_Compito_.
Traduci in inglese questa frase della scheda su La città incantata: "Grande protagonista anche in questo caso è l’immaginazione infantile: è tutto un sogno nella mente della protagonista oppure la vicenda è reale?"

_Testo citato_.
------

(Giappone 2001)
Titolo originale: Sen to Chihiro no kamikakushi
Regia: Hayao Miyazaki
Cast: Chihiro/Sen, Haku, Yubaba, Zeniba, Kamaji, Spirito senza volto
Genere: trip animato
Se ti piace guarda anche: Alice nel paese delle meraviglie, Coraline e la porta magica, Il mago di Oz, Il castello errante di Howl, Ponyo sulla scogliera, Principessa Mononoke
Trama semiseria
La città incantata è un viaggio mentale stile Alice nel paese delle meraviglie in versione giapponese. Se entrambi sono quindi perfetti per una visione sotto acidi, il nippo ha dalla sua una maggiore spiritualità e un più profondo senso del magico, laddove il mondo di Lewis Carroll era più che altro follia pura. Grande protagonista anche in questo caso è l’immaginazione infantile: è tutto un sogno nella mente della protagonista oppure la vicenda è reale? In ogni caso a fare la solita figura barbina sono gli adulti, soprattutto i genitori della ragazzina che entrano come sciagurati nello splendore della città abbandonata, si magnano senza rispetto il cibo degli spiriti e per punizione vengono trasformati in maiali. Per risolvere la complicata situazione, la giovane protagonista Chihiro si avventura così nella misteriosa città piena di spiriti, rane, maiali e streghe, ma ce la farà a tornare con i suoi genitori nel mondo dei vivi?

------

_Dati forniti_.
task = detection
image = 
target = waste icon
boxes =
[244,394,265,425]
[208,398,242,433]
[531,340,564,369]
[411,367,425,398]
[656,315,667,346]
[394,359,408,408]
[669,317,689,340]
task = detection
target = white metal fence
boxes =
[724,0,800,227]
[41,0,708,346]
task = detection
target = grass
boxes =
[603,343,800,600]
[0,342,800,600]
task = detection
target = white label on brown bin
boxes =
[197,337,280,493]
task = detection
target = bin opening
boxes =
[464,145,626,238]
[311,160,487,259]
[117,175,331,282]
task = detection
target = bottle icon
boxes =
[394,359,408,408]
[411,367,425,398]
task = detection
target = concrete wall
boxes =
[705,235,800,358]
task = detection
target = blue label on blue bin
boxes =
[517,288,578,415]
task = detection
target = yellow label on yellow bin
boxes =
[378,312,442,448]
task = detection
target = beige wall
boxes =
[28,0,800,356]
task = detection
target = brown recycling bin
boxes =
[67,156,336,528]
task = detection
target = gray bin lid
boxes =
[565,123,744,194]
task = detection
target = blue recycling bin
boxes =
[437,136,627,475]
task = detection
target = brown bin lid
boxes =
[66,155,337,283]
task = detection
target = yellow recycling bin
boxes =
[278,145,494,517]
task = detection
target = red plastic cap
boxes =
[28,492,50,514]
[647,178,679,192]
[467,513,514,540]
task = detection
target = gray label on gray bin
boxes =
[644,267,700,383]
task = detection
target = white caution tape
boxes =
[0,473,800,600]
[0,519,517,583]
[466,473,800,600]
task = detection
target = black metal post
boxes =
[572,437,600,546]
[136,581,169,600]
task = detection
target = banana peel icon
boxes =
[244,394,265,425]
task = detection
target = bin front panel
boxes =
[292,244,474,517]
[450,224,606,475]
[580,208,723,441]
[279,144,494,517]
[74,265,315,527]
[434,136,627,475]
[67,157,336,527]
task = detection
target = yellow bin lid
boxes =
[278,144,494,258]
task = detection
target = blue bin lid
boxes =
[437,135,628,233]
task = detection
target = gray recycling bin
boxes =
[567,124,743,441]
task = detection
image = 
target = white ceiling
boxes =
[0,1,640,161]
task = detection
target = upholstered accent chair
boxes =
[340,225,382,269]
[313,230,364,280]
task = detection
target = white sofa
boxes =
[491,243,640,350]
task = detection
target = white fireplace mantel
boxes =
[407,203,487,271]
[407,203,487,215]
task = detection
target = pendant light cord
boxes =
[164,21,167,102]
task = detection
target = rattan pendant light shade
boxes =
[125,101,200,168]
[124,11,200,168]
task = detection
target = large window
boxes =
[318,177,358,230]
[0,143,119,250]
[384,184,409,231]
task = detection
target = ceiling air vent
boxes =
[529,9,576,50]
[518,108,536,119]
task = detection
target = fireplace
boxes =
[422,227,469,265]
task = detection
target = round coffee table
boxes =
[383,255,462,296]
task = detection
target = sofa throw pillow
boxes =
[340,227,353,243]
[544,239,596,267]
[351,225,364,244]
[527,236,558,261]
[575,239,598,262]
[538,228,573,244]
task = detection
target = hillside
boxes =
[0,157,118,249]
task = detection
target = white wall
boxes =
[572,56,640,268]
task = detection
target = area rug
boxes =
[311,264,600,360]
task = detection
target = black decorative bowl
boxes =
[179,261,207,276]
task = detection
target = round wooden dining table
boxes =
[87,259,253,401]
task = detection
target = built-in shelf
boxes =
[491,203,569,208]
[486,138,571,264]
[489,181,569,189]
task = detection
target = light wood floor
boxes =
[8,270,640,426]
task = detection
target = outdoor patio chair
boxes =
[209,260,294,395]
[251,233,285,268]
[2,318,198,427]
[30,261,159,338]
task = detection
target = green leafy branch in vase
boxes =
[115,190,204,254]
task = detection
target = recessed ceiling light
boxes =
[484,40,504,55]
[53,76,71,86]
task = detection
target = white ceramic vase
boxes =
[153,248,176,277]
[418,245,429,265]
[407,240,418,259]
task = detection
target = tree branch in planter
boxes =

------

_Risposta_.
Here too, the great protagonist is childhood imagination: is it all a dream in the protagonist's mind, or is the story real?